- Goal -
Update the records below by replacing every "on its own line" with "on a separate line", and give them again with nothing else changed.

○ ○ ○ ○

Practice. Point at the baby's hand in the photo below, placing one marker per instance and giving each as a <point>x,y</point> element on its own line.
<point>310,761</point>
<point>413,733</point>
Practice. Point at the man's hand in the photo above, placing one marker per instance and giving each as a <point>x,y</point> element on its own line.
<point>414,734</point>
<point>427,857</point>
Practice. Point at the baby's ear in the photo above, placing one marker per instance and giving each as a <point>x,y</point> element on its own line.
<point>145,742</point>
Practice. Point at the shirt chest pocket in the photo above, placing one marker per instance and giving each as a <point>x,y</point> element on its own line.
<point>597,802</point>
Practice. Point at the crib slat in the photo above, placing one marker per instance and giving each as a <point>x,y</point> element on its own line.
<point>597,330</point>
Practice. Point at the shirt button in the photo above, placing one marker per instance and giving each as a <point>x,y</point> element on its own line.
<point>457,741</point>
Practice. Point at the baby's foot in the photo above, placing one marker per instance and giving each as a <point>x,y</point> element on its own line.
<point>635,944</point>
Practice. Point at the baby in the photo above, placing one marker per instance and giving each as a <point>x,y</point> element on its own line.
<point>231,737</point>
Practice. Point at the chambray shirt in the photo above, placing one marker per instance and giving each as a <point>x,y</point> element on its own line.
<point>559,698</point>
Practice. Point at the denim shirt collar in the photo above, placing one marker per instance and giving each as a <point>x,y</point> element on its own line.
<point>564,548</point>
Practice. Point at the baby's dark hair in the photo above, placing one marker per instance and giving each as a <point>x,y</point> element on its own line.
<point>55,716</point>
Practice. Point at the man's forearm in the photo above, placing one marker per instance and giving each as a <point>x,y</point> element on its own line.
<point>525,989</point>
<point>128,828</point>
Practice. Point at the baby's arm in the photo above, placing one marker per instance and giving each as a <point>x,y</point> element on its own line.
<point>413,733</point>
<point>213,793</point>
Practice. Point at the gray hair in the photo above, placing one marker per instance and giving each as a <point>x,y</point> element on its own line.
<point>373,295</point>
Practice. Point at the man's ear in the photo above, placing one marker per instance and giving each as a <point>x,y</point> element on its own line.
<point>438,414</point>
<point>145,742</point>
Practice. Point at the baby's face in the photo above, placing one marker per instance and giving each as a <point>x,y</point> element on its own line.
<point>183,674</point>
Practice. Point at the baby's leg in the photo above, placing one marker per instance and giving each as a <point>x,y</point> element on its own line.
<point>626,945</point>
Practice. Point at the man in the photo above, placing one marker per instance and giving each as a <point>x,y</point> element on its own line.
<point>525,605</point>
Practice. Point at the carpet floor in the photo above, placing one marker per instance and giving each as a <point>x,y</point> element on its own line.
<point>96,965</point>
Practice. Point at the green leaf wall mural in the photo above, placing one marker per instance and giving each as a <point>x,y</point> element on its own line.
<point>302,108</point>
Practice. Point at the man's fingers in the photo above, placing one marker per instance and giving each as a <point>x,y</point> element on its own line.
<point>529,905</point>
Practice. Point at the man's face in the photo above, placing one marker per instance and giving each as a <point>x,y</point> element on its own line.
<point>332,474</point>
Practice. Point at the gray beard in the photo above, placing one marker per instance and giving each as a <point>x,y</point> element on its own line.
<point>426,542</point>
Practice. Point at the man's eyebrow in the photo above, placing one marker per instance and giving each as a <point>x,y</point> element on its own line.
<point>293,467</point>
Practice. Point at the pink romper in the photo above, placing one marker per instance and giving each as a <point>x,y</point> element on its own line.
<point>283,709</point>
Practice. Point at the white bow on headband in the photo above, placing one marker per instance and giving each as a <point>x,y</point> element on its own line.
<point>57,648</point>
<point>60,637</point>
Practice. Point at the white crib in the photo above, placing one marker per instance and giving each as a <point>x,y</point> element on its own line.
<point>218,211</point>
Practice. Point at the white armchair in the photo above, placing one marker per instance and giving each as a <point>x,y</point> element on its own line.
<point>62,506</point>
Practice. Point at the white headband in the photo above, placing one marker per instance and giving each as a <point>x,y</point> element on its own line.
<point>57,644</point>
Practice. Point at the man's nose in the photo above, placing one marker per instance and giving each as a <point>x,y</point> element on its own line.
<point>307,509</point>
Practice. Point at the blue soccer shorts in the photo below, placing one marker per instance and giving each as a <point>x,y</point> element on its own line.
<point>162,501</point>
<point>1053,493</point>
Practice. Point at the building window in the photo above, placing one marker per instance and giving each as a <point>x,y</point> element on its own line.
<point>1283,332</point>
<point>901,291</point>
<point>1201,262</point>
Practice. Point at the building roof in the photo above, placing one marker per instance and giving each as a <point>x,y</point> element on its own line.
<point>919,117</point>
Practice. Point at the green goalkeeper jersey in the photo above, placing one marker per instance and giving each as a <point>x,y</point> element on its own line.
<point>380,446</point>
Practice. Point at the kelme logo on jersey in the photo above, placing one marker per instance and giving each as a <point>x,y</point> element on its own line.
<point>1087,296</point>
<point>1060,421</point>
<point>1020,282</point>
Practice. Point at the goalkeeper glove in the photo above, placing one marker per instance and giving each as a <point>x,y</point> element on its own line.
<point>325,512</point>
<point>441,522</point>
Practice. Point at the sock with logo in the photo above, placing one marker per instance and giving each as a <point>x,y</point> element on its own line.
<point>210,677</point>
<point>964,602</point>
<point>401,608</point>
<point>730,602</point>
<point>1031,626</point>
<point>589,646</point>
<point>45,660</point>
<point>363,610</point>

○ ○ ○ ○

- The completed task -
Practice. Point at the baby's hand in the photo below, placing one marker per instance and giving each as a <point>x,y</point> element on a separate line.
<point>310,761</point>
<point>413,733</point>
Practice. Point at the man's hand in the photo above, placing one marker per instance and giving each as a <point>x,y</point> element on a separate line.
<point>414,734</point>
<point>427,857</point>
Practice. Point at the baby's ear in the photo above, placing one marker per instance and giving each as a <point>x,y</point> element on a separate line.
<point>145,742</point>
Practice. Point at the shirt chest pocket in the photo above, placing one marker per instance and giving each as a <point>x,y</point> element on a separate line.
<point>597,802</point>
Practice. Point at the crib slat in the photo above, placing one marker per instance and giving each as a <point>x,y</point> element on a separate line.
<point>597,330</point>
Practice. Point at the shirt button in the photo above, placing one marker per instance and giving each as a <point>x,y</point> element on a separate line.
<point>457,741</point>
Practice. Point at the baby's foot in the photo above, placing one marker per instance and giving each as a <point>x,y</point> element on a separate line.
<point>635,944</point>
Practice. Point at the baby in the photo above, placing one marker per instance and giving each as a <point>x,y</point> element on a separate line.
<point>231,737</point>
Practice. Point at the chambray shirt in the photo above, placing one marker per instance and giving each as a <point>x,y</point> element on a separate line.
<point>559,698</point>
Practice. Point at the denim shirt collar in the photo above, placing one marker per instance and giving each as a <point>x,y</point> element on a separate line.
<point>564,548</point>
Practice. Point at the baby's dark hair in the photo above, placing one marker per instance and giving each as a <point>x,y</point> element on a separate line.
<point>55,716</point>
Practice. Point at the man's forearm in the photo above, placing one marker per instance and giving each as a <point>x,y</point> element on a separate line.
<point>525,989</point>
<point>128,828</point>
Practice. Point at the baby's arm in the photo above, placing one marker per instance and giving each as a <point>x,y</point> element on a separate line.
<point>413,733</point>
<point>213,793</point>
Practice. Point at the gray hair in the photo above, placing one marker per instance and giving each as a <point>x,y</point> element on a separate line.
<point>373,295</point>
Practice. Point at the man's ear in the photo above, placing one marker per instance and giving each as a <point>x,y</point> element on a separate line.
<point>438,414</point>
<point>145,742</point>
Practice. Point at the baby's face in the photo above, placing one marker per instance and giving each as a <point>x,y</point> element on a separate line.
<point>183,674</point>
Practice. Point at the baby's leg in the photo above, placing one marker per instance and giving each as a <point>x,y</point> element on a separate line.
<point>626,945</point>
Practice. Point at the man in the photo above, placing one marker per instance and giving each as a <point>x,y</point> element on a separate line.
<point>525,605</point>
Practice. Point at the carpet floor in the photo above, placing one marker per instance and giving each as a <point>x,y</point> element on a separate line.
<point>96,965</point>
Practice. Point at the green leaf wall mural in the photo above, placing one marker per instance and giving each as a <point>x,y</point> element on a separate line.
<point>302,108</point>
Practice. Point at the man's fingers in the photo above, placing one marker per instance and giving each as a <point>x,y</point> element on a separate line.
<point>529,905</point>
Practice. Point at the man's face in the photo above, placing one marker per instance and giving each as a <point>x,y</point> element on a separate line.
<point>332,474</point>
Practice. Point at the gray beard in the photo above, placing one marker per instance and giving each as a <point>x,y</point> element on a separate line.
<point>426,542</point>
Practice. Point at the man's eyebrow in the photo above, placing one marker per instance and giving each as a <point>x,y</point> element on a separate line.
<point>293,467</point>
Practice. Point at the pink romper in the photo above, placing one marker per instance and giving each as a <point>x,y</point> element on a separate line.
<point>283,709</point>
Practice. Point at the white bow on headband in the photo above, placing one marker per instance and giving each as a <point>x,y</point> element on a separate line.
<point>57,648</point>
<point>60,637</point>
Practice. Point at the white crib in the photo above, placing one marker per instance and giving each as a <point>x,y</point> element on a separate line.
<point>218,211</point>
Practice. Point at the white armchair in the photo above, placing one marker per instance and giving each as a <point>x,y</point> element on a separate line.
<point>62,506</point>
Practice. Point at the white headband in the photo above, placing one marker per instance and giving each as a <point>x,y</point> element on a separate line.
<point>57,644</point>
Practice. Point at the man's nose in the photo above, placing one marker per instance and giving each as a <point>x,y</point> element on a separate line.
<point>307,509</point>
Practice. Point at the blue soccer shorts in the photo below, placing one marker per instance and giving each as a <point>x,y</point> element on a separate line.
<point>162,501</point>
<point>1053,493</point>
Practice. Point at the building window in the photo above, placing one marker per instance and giving each as a <point>x,y</point> element on a separate line.
<point>1283,332</point>
<point>901,291</point>
<point>1201,262</point>
Practice. Point at the building roof in the photo above, placing one marker per instance and giving each as a <point>x,y</point> element on a separate line.
<point>919,117</point>
Practice. Point at the green goalkeeper jersey in the photo above, placing one marker per instance and giving each as a <point>x,y</point> element on a separate line.
<point>380,446</point>
Practice. Point at the kelme logo on jersey in the photo above, placing one marker per instance and giving each as a <point>x,y</point> element on a separate line.
<point>1087,296</point>
<point>1060,421</point>
<point>1020,282</point>
Practice. Point at the goalkeeper glove in the photo above, placing one marker per instance and giving each as a <point>x,y</point> element on a separate line.
<point>325,512</point>
<point>441,522</point>
Practice. Point at the sock with logo in the photo above, placing one marker per instance and giving each as a <point>x,y</point> element on a separate line.
<point>210,677</point>
<point>964,602</point>
<point>401,608</point>
<point>730,602</point>
<point>1031,626</point>
<point>589,646</point>
<point>45,660</point>
<point>363,610</point>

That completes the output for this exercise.